• Activity
Count the lines in the entries below that include the word "picket". Give nothing but the number.

Referring expression data:
┄┄┄┄┄┄

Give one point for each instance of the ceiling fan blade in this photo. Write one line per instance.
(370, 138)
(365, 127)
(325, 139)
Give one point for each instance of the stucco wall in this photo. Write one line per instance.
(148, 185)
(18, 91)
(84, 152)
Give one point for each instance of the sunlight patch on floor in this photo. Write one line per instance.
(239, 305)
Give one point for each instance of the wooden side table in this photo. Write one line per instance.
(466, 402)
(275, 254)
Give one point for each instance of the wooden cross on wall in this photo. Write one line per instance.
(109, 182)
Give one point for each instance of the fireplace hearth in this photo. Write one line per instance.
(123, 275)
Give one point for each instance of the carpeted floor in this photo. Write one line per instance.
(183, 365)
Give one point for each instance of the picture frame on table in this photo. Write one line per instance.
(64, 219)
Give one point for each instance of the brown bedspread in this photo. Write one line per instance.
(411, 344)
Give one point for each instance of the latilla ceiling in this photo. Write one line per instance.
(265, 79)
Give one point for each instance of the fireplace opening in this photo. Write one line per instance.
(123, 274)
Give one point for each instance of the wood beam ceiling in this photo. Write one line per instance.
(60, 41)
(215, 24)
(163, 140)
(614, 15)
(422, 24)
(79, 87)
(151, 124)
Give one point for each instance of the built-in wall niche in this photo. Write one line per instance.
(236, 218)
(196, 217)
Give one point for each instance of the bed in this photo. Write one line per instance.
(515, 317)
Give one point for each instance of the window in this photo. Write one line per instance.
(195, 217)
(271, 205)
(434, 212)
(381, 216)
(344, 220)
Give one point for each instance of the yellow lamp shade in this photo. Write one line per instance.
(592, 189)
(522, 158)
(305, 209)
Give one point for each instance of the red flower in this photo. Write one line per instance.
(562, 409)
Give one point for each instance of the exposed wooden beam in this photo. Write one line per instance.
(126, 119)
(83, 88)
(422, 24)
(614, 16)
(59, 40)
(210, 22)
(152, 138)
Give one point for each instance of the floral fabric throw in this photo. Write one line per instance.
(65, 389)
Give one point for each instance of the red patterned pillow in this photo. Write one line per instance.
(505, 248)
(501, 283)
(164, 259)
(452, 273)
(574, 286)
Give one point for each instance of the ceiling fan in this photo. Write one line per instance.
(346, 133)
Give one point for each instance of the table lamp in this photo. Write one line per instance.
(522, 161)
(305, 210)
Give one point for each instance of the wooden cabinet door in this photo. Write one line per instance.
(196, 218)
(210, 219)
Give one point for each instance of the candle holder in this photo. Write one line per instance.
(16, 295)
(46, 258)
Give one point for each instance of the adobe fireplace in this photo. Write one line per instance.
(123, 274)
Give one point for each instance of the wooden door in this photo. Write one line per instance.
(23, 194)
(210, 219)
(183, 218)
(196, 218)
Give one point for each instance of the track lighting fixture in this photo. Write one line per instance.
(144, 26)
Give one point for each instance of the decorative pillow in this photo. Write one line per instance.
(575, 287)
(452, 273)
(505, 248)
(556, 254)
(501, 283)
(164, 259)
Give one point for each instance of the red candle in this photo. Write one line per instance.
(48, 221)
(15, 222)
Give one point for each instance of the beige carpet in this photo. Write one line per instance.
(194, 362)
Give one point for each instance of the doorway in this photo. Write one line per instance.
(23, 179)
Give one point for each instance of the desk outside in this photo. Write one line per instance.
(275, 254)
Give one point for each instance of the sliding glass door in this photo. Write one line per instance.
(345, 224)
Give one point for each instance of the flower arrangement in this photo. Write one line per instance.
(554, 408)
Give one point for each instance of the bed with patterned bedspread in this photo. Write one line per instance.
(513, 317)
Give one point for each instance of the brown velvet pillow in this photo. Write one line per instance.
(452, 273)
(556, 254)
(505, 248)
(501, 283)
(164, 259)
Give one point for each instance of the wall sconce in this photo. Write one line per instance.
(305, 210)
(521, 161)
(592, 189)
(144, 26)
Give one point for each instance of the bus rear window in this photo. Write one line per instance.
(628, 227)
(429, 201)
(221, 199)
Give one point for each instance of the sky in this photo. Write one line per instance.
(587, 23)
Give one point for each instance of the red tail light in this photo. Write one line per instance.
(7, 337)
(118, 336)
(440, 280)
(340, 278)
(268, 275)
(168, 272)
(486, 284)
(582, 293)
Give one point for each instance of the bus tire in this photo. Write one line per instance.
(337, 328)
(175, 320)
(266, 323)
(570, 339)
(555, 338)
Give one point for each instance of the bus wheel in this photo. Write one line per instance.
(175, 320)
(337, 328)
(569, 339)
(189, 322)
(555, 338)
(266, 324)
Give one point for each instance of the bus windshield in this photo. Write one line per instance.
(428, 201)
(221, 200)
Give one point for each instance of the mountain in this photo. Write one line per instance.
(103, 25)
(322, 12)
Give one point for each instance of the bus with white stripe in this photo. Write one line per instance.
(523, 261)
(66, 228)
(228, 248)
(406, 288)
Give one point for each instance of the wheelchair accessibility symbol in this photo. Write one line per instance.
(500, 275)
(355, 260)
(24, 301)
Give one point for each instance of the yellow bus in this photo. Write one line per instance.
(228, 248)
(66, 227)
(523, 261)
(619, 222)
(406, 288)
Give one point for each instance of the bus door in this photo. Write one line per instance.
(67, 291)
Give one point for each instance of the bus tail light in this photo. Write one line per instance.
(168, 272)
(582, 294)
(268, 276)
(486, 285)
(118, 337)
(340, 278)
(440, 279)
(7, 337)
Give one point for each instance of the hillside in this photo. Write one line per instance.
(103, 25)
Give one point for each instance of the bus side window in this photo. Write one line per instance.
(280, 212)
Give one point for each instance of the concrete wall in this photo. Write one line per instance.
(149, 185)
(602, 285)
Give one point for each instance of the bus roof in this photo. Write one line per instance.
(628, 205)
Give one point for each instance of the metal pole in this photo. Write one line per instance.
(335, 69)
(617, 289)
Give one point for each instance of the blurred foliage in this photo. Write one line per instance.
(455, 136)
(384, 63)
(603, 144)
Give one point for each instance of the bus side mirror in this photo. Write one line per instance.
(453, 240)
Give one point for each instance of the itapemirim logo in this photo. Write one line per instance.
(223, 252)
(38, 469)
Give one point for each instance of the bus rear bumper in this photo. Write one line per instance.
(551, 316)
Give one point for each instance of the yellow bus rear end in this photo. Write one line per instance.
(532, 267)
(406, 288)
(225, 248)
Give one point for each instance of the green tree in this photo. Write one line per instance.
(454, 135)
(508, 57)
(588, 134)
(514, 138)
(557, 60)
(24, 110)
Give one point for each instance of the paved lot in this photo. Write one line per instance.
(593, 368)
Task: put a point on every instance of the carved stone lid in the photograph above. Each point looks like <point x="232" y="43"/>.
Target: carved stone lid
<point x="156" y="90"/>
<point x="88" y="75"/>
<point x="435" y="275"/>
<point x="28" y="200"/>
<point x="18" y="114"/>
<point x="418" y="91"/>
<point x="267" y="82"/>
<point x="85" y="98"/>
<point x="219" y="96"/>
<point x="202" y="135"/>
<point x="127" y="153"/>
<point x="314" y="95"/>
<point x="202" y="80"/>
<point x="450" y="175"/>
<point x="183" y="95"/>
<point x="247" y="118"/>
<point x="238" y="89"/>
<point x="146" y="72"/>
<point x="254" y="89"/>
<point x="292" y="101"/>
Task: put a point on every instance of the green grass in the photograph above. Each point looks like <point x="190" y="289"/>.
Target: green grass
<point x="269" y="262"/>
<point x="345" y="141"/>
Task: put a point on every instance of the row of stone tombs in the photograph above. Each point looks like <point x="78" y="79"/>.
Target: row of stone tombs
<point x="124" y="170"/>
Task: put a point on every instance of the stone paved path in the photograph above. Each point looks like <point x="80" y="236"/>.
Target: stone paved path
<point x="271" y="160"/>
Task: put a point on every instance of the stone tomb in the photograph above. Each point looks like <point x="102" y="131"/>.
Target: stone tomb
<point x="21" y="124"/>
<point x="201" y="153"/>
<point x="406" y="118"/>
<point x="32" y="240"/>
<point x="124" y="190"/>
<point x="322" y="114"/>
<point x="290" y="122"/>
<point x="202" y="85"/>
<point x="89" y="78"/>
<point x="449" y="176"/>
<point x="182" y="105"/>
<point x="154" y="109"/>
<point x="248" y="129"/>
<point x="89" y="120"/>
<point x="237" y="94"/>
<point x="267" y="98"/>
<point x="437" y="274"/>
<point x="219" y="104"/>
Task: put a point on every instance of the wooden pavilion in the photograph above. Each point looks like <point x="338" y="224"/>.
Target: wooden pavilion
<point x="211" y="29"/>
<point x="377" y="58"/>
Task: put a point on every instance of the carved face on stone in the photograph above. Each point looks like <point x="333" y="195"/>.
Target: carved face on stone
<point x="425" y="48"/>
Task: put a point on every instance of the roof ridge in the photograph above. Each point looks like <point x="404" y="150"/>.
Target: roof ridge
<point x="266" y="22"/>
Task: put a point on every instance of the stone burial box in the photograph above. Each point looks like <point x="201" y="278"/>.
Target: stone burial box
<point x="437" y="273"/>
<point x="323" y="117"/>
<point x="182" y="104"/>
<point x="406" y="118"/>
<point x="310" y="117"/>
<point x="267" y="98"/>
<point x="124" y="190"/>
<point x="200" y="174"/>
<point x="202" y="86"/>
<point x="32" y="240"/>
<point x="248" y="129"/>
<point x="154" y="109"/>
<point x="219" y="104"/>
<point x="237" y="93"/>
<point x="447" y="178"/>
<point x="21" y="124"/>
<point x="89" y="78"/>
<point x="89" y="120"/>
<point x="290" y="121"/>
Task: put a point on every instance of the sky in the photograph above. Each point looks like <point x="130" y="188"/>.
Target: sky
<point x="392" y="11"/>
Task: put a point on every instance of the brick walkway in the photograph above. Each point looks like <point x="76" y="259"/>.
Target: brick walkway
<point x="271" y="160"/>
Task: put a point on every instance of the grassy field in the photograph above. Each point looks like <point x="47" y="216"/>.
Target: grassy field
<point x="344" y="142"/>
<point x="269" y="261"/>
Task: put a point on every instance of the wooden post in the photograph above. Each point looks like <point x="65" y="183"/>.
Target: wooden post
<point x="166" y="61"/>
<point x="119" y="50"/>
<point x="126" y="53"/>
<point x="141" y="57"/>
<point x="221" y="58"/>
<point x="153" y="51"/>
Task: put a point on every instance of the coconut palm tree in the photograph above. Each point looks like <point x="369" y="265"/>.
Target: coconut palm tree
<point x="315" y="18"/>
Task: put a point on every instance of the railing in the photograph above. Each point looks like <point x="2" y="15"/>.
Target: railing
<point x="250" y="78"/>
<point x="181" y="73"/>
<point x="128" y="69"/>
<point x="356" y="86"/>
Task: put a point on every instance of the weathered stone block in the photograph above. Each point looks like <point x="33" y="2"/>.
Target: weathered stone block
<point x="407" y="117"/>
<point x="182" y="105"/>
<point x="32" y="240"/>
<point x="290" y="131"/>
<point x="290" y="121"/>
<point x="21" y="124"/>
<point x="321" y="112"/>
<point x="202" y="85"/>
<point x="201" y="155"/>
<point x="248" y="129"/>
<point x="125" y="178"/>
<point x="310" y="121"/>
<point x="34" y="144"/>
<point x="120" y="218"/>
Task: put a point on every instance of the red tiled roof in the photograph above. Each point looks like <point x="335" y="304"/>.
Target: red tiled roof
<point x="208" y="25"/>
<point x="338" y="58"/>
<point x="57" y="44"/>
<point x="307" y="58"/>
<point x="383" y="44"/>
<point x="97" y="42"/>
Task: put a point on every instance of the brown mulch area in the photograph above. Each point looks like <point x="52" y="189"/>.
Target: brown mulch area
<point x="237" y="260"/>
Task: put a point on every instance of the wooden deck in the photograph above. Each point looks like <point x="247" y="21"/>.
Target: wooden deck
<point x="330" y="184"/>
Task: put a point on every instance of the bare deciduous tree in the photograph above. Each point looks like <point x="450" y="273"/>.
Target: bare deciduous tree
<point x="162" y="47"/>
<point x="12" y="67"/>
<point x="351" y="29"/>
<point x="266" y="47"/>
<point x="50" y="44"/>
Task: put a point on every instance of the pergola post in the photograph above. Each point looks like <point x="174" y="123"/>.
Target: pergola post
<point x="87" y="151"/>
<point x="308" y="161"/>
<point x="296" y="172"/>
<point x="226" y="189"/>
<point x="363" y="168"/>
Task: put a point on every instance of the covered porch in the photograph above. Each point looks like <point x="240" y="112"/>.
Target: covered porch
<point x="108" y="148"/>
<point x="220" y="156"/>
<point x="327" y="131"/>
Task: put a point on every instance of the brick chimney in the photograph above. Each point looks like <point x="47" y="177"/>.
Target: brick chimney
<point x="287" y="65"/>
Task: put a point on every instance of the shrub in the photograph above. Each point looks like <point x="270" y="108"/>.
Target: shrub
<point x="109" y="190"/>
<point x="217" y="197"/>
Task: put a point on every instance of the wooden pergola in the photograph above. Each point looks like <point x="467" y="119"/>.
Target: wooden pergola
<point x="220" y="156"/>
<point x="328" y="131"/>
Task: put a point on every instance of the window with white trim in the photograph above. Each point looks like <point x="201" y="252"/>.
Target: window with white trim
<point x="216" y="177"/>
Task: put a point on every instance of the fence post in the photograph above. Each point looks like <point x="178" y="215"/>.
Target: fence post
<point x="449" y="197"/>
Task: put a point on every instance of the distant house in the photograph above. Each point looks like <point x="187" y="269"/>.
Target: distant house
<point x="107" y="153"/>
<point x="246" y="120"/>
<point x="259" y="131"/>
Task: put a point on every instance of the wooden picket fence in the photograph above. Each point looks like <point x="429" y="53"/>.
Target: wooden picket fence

┄┄┄┄┄┄

• Reply
2